== What is asked ==
Repeat each record below exactly as given.

== The input ==
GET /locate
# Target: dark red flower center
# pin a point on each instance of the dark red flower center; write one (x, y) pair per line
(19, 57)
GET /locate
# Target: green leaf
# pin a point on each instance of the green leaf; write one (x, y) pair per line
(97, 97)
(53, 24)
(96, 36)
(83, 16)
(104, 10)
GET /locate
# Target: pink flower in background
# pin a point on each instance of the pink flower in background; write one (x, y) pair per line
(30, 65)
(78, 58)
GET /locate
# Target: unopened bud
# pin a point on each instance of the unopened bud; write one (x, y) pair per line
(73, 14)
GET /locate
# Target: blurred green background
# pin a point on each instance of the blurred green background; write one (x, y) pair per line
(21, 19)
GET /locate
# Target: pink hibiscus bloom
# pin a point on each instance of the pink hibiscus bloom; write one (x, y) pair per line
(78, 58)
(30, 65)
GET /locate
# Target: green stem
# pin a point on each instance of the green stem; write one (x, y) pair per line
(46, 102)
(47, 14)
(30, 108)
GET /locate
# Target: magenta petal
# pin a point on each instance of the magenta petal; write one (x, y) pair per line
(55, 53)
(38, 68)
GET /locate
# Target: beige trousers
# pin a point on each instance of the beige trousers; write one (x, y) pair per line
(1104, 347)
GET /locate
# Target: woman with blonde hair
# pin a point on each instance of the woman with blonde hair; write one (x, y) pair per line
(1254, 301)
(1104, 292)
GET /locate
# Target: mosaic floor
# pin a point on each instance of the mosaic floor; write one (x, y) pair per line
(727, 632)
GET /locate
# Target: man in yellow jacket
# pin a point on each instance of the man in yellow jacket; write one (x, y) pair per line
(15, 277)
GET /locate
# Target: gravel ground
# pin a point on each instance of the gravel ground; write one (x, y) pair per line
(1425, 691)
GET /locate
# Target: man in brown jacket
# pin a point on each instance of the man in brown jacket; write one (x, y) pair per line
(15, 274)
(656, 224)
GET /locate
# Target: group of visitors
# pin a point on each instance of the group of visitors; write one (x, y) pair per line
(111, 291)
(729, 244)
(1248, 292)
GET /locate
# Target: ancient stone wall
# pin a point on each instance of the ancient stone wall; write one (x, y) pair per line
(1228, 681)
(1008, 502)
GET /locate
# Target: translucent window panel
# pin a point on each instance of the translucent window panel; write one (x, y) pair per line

== Response ==
GET /locate
# Target: dark red flower center
# pin a point on each instance of the dark red flower center; write one (x, y) pair per line
(19, 57)
GET /locate
# Target: green leaf
# pin a point on each instance of the green leaf; write one (x, y) pair per line
(97, 97)
(53, 24)
(96, 36)
(83, 16)
(104, 10)
GET /locate
# Target: pink flower in background
# pin a point on each instance of the pink flower in background; write one (x, y) pair per line
(30, 65)
(78, 58)
GET /locate
# Target: unopened bud
# pin a point on each instance of the unopened bud; write one (x, y) pair per line
(73, 14)
GET /locate
# Target: blurred green background
# pin a point on each instance of the blurred green background; write one (x, y) pair per line
(21, 19)
GET /locate
# Target: pink hibiscus bloom
# pin a point on each instance of the pink hibiscus bloom; write one (x, y) pair per line
(78, 58)
(30, 65)
GET /locate
# Target: green stem
# pin a point on each instance of the green stem; write one (x, y) pair per line
(46, 102)
(47, 14)
(30, 108)
GET /locate
# Target: magenta petal
# pin a point on each instance of the magenta petal; write one (x, y) pair per line
(55, 53)
(38, 68)
GET /locate
# Target: beige trousers
# pin a point on each instance of the beige trousers; write one (x, y) pair per line
(1104, 347)
GET /locate
# Target: woman with blonde hair
# pin a point on each instance of the woman with blonde hair; write one (x, y) pair per line
(1254, 301)
(1104, 292)
GET /locate
# Target: mosaic floor
# pin a point on each instance of the mosaic floor; write one (x, y) pair per line
(727, 632)
GET /locate
# Target: man in yellow jacket
# pin a point on each instance of the man in yellow jacket; write one (x, y) pair per line
(15, 277)
GET /locate
# Target: gravel ground
# pin a point on each instance of the gravel ground; write one (x, y) pair per line
(1425, 691)
GET /locate
# Target: man in brown jacket
# pin a point on each instance of the man in brown jacket; write one (x, y) pair per line
(15, 274)
(656, 224)
GET /locate
# Target: group of visitors
# pin a point on each instance of the group of visitors; write one (x, y) pair per line
(111, 291)
(729, 244)
(1248, 292)
GET /locate
# Target: ancient stone wall
# pin a point on each instance of the ancient stone wall; write one (x, y) pair per line
(1228, 681)
(1008, 502)
GET /locate
# Target: translucent window panel
# pin a point on each instance of the translucent window panel; write one (x, y) pair per line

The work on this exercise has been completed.